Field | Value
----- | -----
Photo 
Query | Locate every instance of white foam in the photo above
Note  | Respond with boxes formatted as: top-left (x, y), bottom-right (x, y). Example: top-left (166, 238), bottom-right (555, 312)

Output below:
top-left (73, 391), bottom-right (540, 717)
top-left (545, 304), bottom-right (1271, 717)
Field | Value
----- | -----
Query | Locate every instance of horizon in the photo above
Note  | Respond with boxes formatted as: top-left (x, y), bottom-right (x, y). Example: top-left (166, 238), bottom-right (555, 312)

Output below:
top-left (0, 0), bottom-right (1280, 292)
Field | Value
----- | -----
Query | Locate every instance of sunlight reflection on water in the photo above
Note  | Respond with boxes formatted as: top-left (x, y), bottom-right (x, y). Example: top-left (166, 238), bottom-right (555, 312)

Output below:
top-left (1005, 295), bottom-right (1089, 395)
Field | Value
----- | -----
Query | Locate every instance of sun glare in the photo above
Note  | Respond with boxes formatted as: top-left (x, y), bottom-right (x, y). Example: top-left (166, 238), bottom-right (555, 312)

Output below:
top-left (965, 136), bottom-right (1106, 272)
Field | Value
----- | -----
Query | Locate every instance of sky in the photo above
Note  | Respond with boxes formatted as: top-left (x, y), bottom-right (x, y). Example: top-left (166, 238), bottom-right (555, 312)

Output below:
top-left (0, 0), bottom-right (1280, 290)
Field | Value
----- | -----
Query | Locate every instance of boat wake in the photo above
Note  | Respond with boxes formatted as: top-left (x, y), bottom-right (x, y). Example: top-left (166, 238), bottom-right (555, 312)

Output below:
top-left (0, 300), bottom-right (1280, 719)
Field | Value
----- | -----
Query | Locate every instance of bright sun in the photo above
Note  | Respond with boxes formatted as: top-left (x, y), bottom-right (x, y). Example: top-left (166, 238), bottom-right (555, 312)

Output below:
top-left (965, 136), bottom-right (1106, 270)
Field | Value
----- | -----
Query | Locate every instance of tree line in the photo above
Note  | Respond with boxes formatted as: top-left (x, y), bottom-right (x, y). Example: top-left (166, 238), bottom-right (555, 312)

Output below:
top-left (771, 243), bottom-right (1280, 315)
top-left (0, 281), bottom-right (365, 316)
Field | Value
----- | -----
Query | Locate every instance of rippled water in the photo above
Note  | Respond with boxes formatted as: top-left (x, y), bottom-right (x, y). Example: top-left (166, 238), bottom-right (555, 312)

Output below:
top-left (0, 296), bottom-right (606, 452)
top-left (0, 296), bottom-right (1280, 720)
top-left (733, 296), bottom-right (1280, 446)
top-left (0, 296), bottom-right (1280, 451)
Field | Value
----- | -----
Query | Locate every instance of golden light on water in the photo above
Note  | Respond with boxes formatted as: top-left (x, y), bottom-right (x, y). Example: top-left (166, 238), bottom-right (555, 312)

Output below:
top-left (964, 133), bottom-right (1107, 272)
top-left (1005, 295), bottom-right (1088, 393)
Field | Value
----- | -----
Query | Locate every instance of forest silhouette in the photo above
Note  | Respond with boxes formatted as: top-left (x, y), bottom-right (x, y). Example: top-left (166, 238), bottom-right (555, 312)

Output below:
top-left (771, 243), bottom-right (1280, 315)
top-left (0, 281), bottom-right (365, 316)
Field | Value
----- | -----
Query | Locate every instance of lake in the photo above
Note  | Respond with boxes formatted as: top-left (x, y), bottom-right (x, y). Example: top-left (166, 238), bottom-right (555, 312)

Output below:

THE EXERCISE: Start at the first line of the listing above and stop after the line that contains "top-left (0, 0), bottom-right (1280, 292)", copying every line in that span, requests included. Shift each coordinate in the answers by adding -124 to it.

TASK SOLUTION:
Field | Value
----- | -----
Photo 
Query | Locate every instance of white foam in the photo above
Note  | Respond with boxes formatted as: top-left (x, y), bottom-right (x, y). Example: top-left (166, 238), bottom-right (555, 312)

Output below:
top-left (-51, 267), bottom-right (416, 593)
top-left (421, 180), bottom-right (1147, 593)
Field | Value
----- | -----
Query | Locate every instance of horizon in the photo above
Note  | Respond with boxes formatted as: top-left (x, y), bottom-right (x, y). Example: top-left (166, 238), bottom-right (555, 312)

Output below:
top-left (-124, -124), bottom-right (1156, 168)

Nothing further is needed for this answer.